» Task brief
Given the records below, transcribe each of them exactly.
- - -
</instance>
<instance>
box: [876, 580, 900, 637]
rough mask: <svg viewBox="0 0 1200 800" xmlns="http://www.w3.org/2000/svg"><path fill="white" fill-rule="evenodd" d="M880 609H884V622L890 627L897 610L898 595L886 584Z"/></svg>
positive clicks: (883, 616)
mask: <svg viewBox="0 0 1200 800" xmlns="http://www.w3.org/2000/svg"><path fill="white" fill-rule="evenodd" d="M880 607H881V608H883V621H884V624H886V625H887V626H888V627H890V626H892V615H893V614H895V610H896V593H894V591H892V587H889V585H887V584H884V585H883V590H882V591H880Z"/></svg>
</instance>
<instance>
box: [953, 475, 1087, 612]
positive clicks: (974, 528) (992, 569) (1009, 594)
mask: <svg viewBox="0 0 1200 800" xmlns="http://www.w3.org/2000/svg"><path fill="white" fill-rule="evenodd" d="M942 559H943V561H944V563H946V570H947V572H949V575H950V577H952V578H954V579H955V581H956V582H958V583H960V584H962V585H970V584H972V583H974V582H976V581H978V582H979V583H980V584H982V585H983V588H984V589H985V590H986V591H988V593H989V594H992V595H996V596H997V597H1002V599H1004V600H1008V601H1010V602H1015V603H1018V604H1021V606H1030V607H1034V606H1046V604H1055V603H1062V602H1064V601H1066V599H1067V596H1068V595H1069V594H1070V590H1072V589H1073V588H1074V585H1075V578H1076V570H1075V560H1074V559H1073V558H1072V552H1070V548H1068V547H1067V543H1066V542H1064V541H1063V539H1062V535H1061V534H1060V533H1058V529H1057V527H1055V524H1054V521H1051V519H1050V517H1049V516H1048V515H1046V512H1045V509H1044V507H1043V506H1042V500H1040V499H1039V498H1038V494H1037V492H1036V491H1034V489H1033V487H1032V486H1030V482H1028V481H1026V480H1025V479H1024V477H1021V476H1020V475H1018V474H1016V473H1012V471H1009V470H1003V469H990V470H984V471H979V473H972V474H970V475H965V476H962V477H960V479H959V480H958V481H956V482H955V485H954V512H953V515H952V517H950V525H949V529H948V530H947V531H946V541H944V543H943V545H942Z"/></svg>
- - -
» Answer to this task
</instance>
<instance>
box: [876, 580, 900, 637]
rough mask: <svg viewBox="0 0 1200 800" xmlns="http://www.w3.org/2000/svg"><path fill="white" fill-rule="evenodd" d="M880 609H884V622L890 627L897 610L898 595L886 584Z"/></svg>
positive clicks: (883, 616)
mask: <svg viewBox="0 0 1200 800" xmlns="http://www.w3.org/2000/svg"><path fill="white" fill-rule="evenodd" d="M880 607H881V608H883V621H884V624H886V625H887V626H888V627H890V626H892V615H893V614H895V610H896V593H894V591H892V587H889V585H887V584H884V585H883V590H882V591H880Z"/></svg>
</instance>
<instance>
box: [953, 475, 1087, 612]
positive clicks: (974, 528) (992, 569) (1009, 594)
mask: <svg viewBox="0 0 1200 800" xmlns="http://www.w3.org/2000/svg"><path fill="white" fill-rule="evenodd" d="M942 559H943V561H944V563H946V570H947V572H949V575H950V577H952V578H954V579H955V581H956V582H958V583H960V584H962V585H970V584H972V583H974V582H976V581H978V582H979V583H980V584H982V585H983V588H984V589H985V590H986V591H988V593H989V594H992V595H996V596H997V597H1002V599H1004V600H1008V601H1010V602H1015V603H1018V604H1021V606H1030V607H1034V606H1046V604H1055V603H1062V602H1064V601H1066V599H1067V596H1068V595H1069V594H1070V590H1072V589H1073V588H1074V585H1075V578H1076V570H1075V560H1074V559H1073V558H1072V552H1070V548H1068V547H1067V543H1066V542H1064V541H1063V539H1062V535H1061V534H1060V533H1058V529H1057V527H1055V524H1054V521H1051V519H1050V517H1049V516H1048V515H1046V512H1045V509H1044V507H1043V506H1042V500H1040V499H1039V498H1038V494H1037V492H1036V491H1034V489H1033V487H1032V486H1030V482H1028V481H1026V480H1025V479H1024V477H1021V476H1020V475H1018V474H1016V473H1012V471H1009V470H1003V469H990V470H984V471H979V473H972V474H970V475H965V476H962V477H960V479H959V480H958V481H956V482H955V485H954V512H953V515H952V517H950V525H949V529H948V530H947V531H946V541H944V543H943V545H942Z"/></svg>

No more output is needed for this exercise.